**Task directions**
Reproduce the entries exactly.

(Location labeling records)
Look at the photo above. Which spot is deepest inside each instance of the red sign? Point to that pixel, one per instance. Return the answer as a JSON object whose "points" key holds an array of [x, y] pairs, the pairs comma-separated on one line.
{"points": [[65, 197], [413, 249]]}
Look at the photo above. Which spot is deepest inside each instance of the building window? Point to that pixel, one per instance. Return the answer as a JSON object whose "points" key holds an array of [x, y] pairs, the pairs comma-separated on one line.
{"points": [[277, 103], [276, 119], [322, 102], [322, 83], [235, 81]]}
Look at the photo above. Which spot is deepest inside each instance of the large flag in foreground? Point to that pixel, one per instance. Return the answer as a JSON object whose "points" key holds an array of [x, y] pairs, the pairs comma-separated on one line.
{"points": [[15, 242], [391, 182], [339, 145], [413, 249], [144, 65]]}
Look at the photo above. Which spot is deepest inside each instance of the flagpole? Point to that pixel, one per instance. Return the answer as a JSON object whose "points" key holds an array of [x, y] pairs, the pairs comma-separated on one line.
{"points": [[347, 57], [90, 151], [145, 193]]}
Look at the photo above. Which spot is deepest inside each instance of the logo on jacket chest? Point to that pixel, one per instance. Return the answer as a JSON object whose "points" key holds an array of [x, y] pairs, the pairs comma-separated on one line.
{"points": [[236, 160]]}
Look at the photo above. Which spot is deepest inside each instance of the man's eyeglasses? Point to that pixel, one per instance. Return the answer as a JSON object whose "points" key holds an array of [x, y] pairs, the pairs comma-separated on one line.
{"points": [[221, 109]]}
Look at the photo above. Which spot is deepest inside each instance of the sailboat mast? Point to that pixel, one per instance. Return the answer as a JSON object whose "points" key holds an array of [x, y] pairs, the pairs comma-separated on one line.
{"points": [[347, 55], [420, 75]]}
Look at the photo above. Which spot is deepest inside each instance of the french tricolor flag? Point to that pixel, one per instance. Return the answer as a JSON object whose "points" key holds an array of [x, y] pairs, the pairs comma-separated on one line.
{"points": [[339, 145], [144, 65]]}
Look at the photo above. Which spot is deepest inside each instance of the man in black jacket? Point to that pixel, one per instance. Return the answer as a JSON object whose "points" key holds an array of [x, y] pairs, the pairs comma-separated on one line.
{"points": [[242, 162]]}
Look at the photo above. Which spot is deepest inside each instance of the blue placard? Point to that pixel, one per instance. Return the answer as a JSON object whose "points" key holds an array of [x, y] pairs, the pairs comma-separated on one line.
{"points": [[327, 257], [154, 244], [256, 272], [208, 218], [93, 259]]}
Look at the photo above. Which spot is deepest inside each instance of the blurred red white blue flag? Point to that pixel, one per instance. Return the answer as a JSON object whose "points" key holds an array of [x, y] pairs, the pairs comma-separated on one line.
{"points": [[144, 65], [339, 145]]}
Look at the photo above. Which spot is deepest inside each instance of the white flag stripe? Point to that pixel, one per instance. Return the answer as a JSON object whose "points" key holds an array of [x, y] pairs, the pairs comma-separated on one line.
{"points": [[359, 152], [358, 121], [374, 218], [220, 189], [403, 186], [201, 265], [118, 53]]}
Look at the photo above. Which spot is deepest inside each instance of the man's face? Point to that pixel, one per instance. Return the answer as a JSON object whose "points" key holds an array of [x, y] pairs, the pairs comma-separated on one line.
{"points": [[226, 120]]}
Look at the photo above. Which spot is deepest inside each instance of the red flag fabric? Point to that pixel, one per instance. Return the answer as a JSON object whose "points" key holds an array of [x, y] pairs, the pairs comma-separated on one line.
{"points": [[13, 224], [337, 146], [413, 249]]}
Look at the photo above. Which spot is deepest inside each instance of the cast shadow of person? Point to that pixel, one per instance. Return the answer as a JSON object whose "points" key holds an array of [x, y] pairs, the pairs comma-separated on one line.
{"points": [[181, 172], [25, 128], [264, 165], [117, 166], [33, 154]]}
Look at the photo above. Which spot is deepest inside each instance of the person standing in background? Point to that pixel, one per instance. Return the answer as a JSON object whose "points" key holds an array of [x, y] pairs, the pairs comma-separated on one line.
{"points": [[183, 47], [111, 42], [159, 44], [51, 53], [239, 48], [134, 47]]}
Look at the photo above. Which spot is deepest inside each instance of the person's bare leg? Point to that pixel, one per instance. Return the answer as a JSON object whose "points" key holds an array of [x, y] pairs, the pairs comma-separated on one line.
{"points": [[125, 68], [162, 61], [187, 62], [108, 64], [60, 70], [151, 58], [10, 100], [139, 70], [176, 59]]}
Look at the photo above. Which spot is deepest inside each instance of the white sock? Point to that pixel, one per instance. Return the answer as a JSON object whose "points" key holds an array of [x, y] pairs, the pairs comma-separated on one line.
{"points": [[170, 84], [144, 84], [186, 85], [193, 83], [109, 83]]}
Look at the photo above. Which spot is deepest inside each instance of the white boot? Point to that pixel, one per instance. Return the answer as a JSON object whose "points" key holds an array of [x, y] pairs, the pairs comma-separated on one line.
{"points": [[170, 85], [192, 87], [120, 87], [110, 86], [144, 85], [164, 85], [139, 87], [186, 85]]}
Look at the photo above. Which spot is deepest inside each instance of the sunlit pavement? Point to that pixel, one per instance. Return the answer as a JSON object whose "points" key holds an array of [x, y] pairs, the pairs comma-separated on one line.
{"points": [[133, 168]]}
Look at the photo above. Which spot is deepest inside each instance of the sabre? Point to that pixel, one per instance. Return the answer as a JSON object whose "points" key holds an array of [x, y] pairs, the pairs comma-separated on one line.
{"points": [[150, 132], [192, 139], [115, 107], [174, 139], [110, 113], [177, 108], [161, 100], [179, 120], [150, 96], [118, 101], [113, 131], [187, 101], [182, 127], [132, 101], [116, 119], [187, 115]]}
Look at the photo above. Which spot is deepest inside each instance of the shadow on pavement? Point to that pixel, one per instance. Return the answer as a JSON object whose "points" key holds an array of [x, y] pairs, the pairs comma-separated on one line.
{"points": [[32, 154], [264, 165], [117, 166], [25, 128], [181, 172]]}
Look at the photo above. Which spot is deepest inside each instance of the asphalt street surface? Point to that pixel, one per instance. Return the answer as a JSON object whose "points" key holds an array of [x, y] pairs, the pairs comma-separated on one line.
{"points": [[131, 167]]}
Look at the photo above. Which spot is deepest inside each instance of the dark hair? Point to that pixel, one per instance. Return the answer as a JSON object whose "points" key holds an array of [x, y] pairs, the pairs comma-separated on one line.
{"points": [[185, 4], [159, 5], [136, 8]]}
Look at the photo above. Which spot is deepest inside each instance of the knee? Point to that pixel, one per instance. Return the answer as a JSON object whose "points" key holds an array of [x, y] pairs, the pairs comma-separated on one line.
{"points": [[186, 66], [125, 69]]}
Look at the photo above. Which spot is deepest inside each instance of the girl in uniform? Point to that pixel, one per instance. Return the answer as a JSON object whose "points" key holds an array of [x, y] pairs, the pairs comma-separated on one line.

**Answer to this task**
Look at the photo above. Which spot is deepest inside each instance of the red sign? Point to that pixel, one per instance. Return the answer as a JSON object whose "points" key holds an array of [x, y] pairs, the pairs comma-separated on one line.
{"points": [[65, 197], [413, 249]]}
Look at the photo above. Which spot is deepest inside each instance of the building window? Point to that pixel, one per instance. Return the answer as a JSON object whose "points" key holds an array of [x, y] pairs, the pairs comma-separated on one line.
{"points": [[277, 103], [276, 119], [322, 102], [322, 83], [235, 81]]}
Look at the photo above. Which spot is deepest inside each instance of the large flag in foreground? Point to that pixel, one per instance. Return the answer as a JSON object whose "points" key holds an array of [x, y] pairs, the pairs comma-separated on one line.
{"points": [[15, 242], [391, 182], [339, 145], [413, 249], [144, 65]]}
Look at the photo above. Which spot is deepest inside each instance of the flagpole? Point to that pixel, one per instance. Return the answer as a JSON object whose "points" key holds an array of [x, y] pairs, the pairs comma-separated on one line.
{"points": [[347, 57], [90, 151], [145, 193]]}
Look at the photo above. Which spot is deepest inside each instance of the logo on jacket chest? Point to that pixel, one per instance. Return the answer as a JSON object whose "points" key holds an array of [x, y] pairs, the pairs comma-separated on one line.
{"points": [[236, 160]]}
Look at the photo above. Which spot is deepest inside each instance of the man's eyeglasses? Point to that pixel, one per instance. Return the answer as a JSON object whose "points" key holds an array of [x, y] pairs, the pairs comma-separated on one line.
{"points": [[221, 109]]}
Look at the photo above. Which spot is deepest inside each instance of the sailboat mast? Point to that pixel, one per instance. Return the answer as a JSON object whose "points" key holds an array of [x, y] pairs, the pairs comma-separated on one line.
{"points": [[347, 55], [420, 75]]}
Look at the photo above. Which spot is deepest inside each instance of the french tricolor flag? Point to that pixel, one per instance. Return the answer as a JSON object whose "points" key holds an array of [x, y] pairs, the pairs comma-separated on one line.
{"points": [[339, 145], [144, 65]]}
Look at the photo above. Which spot is deepest inside each instance of the man in black jacket? Point to that pixel, one per instance. Return the answer as a JSON object whose "points" key holds an array of [x, y] pairs, the pairs comma-separated on one line.
{"points": [[242, 162]]}
Look at the photo above. Which spot is deepest inside each instance of the blue placard? Point to that pixel, one per instance. Return the answer as a JSON object whose "points" key holds an array of [x, y] pairs, the pairs comma-separated on one line.
{"points": [[327, 257], [154, 244], [256, 272], [208, 218], [93, 259]]}
Look at the photo above. Which spot is deepest inside each instance of the blurred red white blue flag? Point to that pixel, one per instance. Return the answer as a JSON object whose "points" key holds an array of [x, y] pairs, the pairs comma-separated on one line.
{"points": [[144, 65], [339, 145]]}
Look at the photo above. Which spot is deepest inside each instance of the white flag stripe? Point to that pixel, one per instance. Return the answer as a JSON object whose "points" key holds an array of [x, y] pairs, the pairs comma-separated on one line.
{"points": [[359, 152], [358, 121], [374, 218], [220, 189], [403, 186], [201, 265], [118, 53]]}
Look at the photo above. Which spot is deepest inside each instance of the man's face? Point to that pixel, one per instance. Return the answer as a JSON object whose "points" key holds an array of [x, y] pairs, the pairs comma-separated on one line.
{"points": [[226, 120]]}
Look at the photo above. Which spot is deepest inside each instance of the red flag fabric? Point to that pixel, one per instance. Return the answer as a JSON object whose "points" key holds an array of [x, y] pairs, the pairs comma-separated on one line.
{"points": [[13, 224], [337, 146], [413, 249]]}
Look at the photo above. Which spot is deepest inside each instance of the cast shadow of person? Point to that pixel, one per instance. Return the answer as a JSON object whose "points" key holds an array of [x, y] pairs, the pairs comma-separated on one line.
{"points": [[181, 172], [25, 128], [264, 165], [117, 166], [33, 154]]}
Look at the photo above. Which spot is deepest inside each instance of the person standing in background? Point to that pixel, one per instance. Return the answer as a JSON object whose "points" key holds an array of [x, y] pairs, the pairs comma-separated on one line.
{"points": [[183, 47], [111, 42], [159, 44], [51, 53], [239, 48], [134, 47]]}
Look at the photo above. Which spot is deepest inside each instance of the person's bare leg? Point to that pixel, one per instance. Return the answer as a JSON object whose "points" key holds an array of [x, y] pairs, the pairs comma-separated on one line.
{"points": [[125, 68], [162, 61], [187, 62], [108, 64], [60, 70], [151, 58], [10, 100], [139, 70], [176, 59]]}
Look at the photo above. Which spot is deepest inside each instance of the white sock? Point to that pixel, one per instance. Return the answer as a JSON object whose "points" key holds an array of [x, y] pairs, the pairs comma-separated on one line.
{"points": [[170, 84], [144, 84], [186, 85], [193, 83], [109, 83]]}
Look at the photo above. Which spot is deepest inside each instance of the white boot? Point to that pixel, one per instance. Return the answer as a JSON object whose "points" key holds an array of [x, y] pairs, the pairs comma-separated on one line.
{"points": [[170, 85], [192, 87], [120, 87], [110, 86], [144, 85], [164, 85], [139, 87], [186, 85]]}
Look at the photo above. Which spot is deepest inside each instance of the sunlit pavement? Point to that pixel, one per instance. Return the answer as a JSON object whose "points" key holds an array of [x, y] pairs, the pairs comma-separated on one line.
{"points": [[133, 168]]}
Look at the photo above. Which spot is deepest inside each instance of the sabre? Point to that pixel, one per instance. Return the answer as a JSON object whose "points" key holds an array of [x, y] pairs, the pairs comma-separated on one line.
{"points": [[150, 132], [192, 139], [115, 107], [174, 139], [110, 113], [177, 108], [161, 100], [179, 120], [150, 96], [118, 101], [113, 131], [187, 101], [182, 127], [132, 101], [116, 119], [187, 115]]}
Look at the photo above. Which spot is deepest inside each instance of the shadow on pavement? Point to that pixel, one per instance. Return the answer as a JSON object whose "points" key holds an array of [x, y] pairs, the pairs comma-separated on one line.
{"points": [[32, 154], [264, 165], [117, 166], [25, 128], [181, 172]]}
Look at the photo above. Which spot is deepest inside each instance of the asphalt street surface? Point to that pixel, one per instance. Return the answer as a JSON object whose "points" key holds an array of [x, y] pairs, the pairs comma-separated on one line.
{"points": [[131, 167]]}
Look at the photo above. Which spot is deepest inside each instance of the dark hair? Point to that pixel, one per instance. Return the answer as a JSON object whose "points" key holds an array of [x, y] pairs, the pairs comma-separated on one line.
{"points": [[185, 4], [159, 5], [136, 8]]}
Look at the photo above. Which spot is deepest inside each instance of the knee? Point to that pixel, one per instance. Return the answer as a JSON object whose "points" key holds an array of [x, y] pairs, the pairs comma-separated on one line.
{"points": [[186, 66], [125, 69]]}
Look at the photo above. Which spot is deepest inside each instance of the girl in uniform? Point to that pixel, one per instance. Return the answer as a JSON object whose "points" key holds an array of [x, y] pairs, the pairs comma-separated on one line.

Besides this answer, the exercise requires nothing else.